**WHAT THE TASK REQUIRES**. Convert every one of the rows below into a two-column CSV with the header request,answer, giving each row one line with its text in the request column and its answer in the answer column, each enclosed in double quotes and with line breaks changed to spaces. Leave the pictures out.

**GIVEN DATA**.
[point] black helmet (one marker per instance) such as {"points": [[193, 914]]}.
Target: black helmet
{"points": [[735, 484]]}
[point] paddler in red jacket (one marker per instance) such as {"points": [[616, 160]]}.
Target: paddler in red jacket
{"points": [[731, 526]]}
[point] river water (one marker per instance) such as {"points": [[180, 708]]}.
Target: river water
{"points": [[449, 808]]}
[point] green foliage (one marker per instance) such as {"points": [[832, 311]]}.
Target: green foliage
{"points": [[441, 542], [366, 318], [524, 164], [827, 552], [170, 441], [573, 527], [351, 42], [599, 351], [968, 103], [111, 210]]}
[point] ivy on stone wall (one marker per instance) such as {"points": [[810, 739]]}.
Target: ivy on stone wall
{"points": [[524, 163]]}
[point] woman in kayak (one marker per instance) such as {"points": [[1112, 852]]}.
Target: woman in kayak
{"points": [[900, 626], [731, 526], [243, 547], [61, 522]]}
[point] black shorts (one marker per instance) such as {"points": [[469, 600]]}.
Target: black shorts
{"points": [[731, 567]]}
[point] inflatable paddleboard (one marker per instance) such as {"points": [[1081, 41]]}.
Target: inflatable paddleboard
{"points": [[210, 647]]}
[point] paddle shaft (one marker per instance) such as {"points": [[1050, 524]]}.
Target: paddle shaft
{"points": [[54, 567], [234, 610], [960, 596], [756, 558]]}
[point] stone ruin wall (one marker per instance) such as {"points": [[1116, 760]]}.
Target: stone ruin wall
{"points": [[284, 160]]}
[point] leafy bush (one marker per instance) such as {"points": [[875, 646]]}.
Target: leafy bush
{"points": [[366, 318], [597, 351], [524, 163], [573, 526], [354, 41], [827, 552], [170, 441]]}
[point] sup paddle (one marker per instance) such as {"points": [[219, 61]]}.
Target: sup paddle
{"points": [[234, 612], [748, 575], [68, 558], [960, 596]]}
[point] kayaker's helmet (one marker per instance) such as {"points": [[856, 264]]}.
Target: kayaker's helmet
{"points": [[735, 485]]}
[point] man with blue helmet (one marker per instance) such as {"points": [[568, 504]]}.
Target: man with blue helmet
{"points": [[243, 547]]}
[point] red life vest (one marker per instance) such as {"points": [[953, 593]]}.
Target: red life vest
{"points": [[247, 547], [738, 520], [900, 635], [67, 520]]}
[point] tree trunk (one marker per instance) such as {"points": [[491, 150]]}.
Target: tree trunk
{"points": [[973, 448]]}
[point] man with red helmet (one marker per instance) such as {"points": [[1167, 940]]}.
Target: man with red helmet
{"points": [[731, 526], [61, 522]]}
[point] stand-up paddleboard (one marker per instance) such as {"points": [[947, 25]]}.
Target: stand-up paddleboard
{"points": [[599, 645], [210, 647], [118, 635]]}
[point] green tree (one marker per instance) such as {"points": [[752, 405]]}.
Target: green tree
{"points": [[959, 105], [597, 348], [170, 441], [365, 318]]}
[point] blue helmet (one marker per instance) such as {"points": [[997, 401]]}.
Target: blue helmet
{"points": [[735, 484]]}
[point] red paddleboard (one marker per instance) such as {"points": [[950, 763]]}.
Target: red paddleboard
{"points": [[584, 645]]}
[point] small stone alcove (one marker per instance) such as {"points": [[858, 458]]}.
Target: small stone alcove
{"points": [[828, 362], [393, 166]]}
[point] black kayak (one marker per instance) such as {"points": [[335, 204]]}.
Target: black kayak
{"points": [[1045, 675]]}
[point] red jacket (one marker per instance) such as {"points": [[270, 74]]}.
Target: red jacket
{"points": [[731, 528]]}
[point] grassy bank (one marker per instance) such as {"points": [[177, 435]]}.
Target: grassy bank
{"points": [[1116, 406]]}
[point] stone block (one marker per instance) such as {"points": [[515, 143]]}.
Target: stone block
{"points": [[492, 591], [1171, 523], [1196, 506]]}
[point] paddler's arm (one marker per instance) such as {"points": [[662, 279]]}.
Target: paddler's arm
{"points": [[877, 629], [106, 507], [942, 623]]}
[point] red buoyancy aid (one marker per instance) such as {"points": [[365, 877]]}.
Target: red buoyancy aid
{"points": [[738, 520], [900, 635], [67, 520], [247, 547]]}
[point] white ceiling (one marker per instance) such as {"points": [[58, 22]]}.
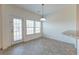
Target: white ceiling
{"points": [[48, 8]]}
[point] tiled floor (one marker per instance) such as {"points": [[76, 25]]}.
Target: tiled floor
{"points": [[41, 46]]}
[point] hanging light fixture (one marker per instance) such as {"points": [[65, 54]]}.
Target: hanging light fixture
{"points": [[43, 19]]}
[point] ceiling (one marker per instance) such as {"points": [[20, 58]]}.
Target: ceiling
{"points": [[48, 8]]}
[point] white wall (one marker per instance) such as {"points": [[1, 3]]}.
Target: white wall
{"points": [[10, 11], [57, 23]]}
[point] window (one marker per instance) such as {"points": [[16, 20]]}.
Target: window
{"points": [[30, 27], [37, 27], [17, 25]]}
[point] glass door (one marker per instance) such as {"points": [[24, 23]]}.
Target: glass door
{"points": [[17, 29]]}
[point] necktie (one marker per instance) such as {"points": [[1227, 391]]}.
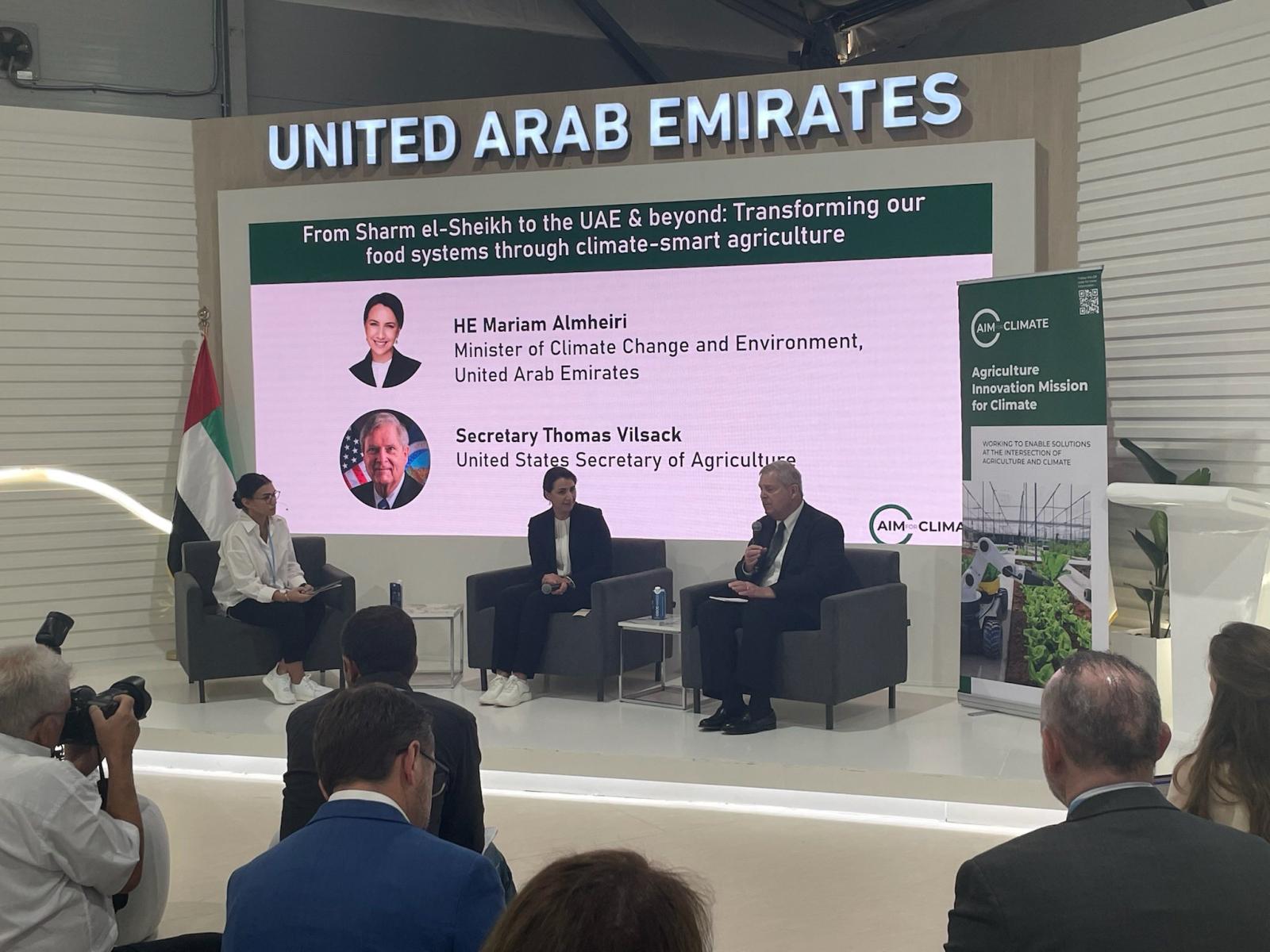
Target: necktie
{"points": [[775, 547]]}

**EXERCISE OUTPUT**.
request,answer
"[point] black helmet (one marker per instance) such as {""points"": [[193, 914]]}. Target: black helmet","{""points"": [[735, 484]]}"
"[point] paddler in red jacket (one marker per instance) such as {""points"": [[616, 160]]}. Target: paddler in red jacket","{""points"": [[731, 526]]}"
"[point] river water (one marker per instance) such as {""points"": [[180, 708]]}. Target: river water","{""points"": [[449, 808]]}"
"[point] green foliage (one marker per instance) such as {""points"": [[832, 311]]}. Target: green foliage","{""points"": [[441, 542], [366, 318], [524, 164], [827, 552], [170, 441], [573, 527], [351, 42], [599, 351], [968, 103], [111, 210]]}"
"[point] ivy on stone wall (one marker per instance) such as {""points"": [[810, 739]]}. Target: ivy on stone wall","{""points"": [[524, 163]]}"
"[point] woman in kayak (one marker per instance) such as {""points"": [[1112, 852]]}. Target: woman in kayak","{""points"": [[900, 626], [731, 526], [243, 547], [61, 522]]}"
"[point] black shorts (one marker per instance) such as {""points"": [[469, 600]]}. Target: black shorts","{""points"": [[731, 567]]}"
"[point] inflatable paddleboard (one marker per instance) such as {""points"": [[1081, 41]]}. Target: inflatable paddleboard","{""points"": [[210, 647]]}"
"[point] paddle shaft (one marker per instance) such as {""points"": [[1050, 524]]}. Target: paddle shaft","{""points"": [[54, 567], [234, 610], [960, 596], [756, 558]]}"
"[point] stone ruin wall (one marker per instance) such as {""points"": [[1116, 760]]}. Target: stone ruin wall","{""points"": [[284, 160]]}"
"[point] leafy bush (one marker per instance) such as {""points"": [[875, 646]]}. Target: leafy bush","{""points"": [[366, 318], [597, 351], [524, 163], [573, 526], [354, 41], [827, 552], [170, 441]]}"
"[point] sup paddle (one marker per instance) such as {""points"": [[219, 61]]}. Target: sup paddle","{""points"": [[234, 612], [748, 575], [68, 558], [960, 596]]}"
"[point] kayaker's helmet (one marker per instance) such as {""points"": [[856, 264]]}. Target: kayaker's helmet","{""points"": [[735, 485]]}"
"[point] man with blue helmet (one marker per instance) such as {""points"": [[568, 504]]}. Target: man with blue helmet","{""points"": [[243, 547]]}"
"[point] red life vest (one marker per instance) such as {""points"": [[953, 593]]}. Target: red life vest","{""points"": [[247, 547], [738, 520], [900, 635], [67, 520]]}"
"[point] tree trunk (one marker per instance) such as {""points"": [[491, 150]]}. Target: tree trunk","{""points"": [[973, 448]]}"
"[point] man with red helmet (one marker per instance) such as {""points"": [[1167, 940]]}. Target: man with red helmet","{""points"": [[731, 526], [61, 522]]}"
"[point] stand-up paddleboard (one marker per instance) such as {""points"": [[947, 25]]}. Target: stand-up paddleboard","{""points"": [[599, 645], [210, 647], [118, 635]]}"
"[point] green tree (one marker per instance) such as {""points"": [[752, 405]]}. Target: green tree","{""points"": [[959, 105], [597, 348], [170, 441], [365, 318]]}"
"[point] blue helmet (one marker per instance) such as {""points"": [[997, 401]]}. Target: blue helmet","{""points"": [[735, 484]]}"
"[point] red paddleboard (one marker per instance) such as {""points"": [[950, 763]]}. Target: red paddleboard","{""points"": [[584, 645]]}"
"[point] small stone alcove (one marker per instance) such as {""points"": [[858, 458]]}. Target: small stone alcove","{""points"": [[828, 362], [393, 166]]}"
"[point] black kayak (one marker per instance) such as {""points"": [[335, 204]]}. Target: black kayak","{""points"": [[1045, 675]]}"
"[point] red jacket (one marker per instance) such as {""points"": [[270, 74]]}. Target: red jacket","{""points"": [[731, 528]]}"
"[point] grassy bank (one marker per instance) such as {""points"": [[177, 435]]}. Target: grassy bank","{""points"": [[1116, 406]]}"
"[point] stone block (one marker per instance) such as {""points"": [[515, 143]]}. Target: stone block","{""points"": [[492, 591], [1171, 523], [1196, 506]]}"
"[point] paddler's arm (one marker per instance) such as {""points"": [[662, 279]]}. Target: paddler's arm","{""points"": [[877, 629], [106, 507], [942, 623]]}"
"[point] red buoyancy aid (one marker per instance) such as {""points"": [[365, 877]]}. Target: red buoyancy aid","{""points"": [[738, 520], [900, 635], [67, 520], [247, 547]]}"
"[point] white ceiling (one marker per instance) such as {""points"": [[58, 22]]}. Target: white ceiling","{""points"": [[48, 8]]}"
"[point] tiled floor (one marker per instance) such as {""points"": [[76, 25]]}. Target: tiled floor","{""points"": [[41, 46]]}"
"[point] hanging light fixture (one marker per instance) such as {""points"": [[65, 54]]}. Target: hanging light fixture","{""points"": [[43, 19]]}"
"[point] ceiling (one marker per instance) such as {""points"": [[20, 58]]}. Target: ceiling","{""points"": [[48, 8]]}"
"[point] white wall (one marker per instance) such as {""points"": [[1, 3]]}. Target: white wall","{""points"": [[10, 11], [57, 23]]}"
"[point] window (one marker per instance) such as {""points"": [[16, 20]]}. Target: window","{""points"": [[30, 27], [37, 27], [17, 25]]}"
"[point] glass door (one marker per instance) such as {""points"": [[24, 23]]}. Target: glass door","{""points"": [[17, 29]]}"
"[point] necktie (one marker per instance) such as {""points"": [[1227, 391]]}. Target: necktie","{""points"": [[775, 547]]}"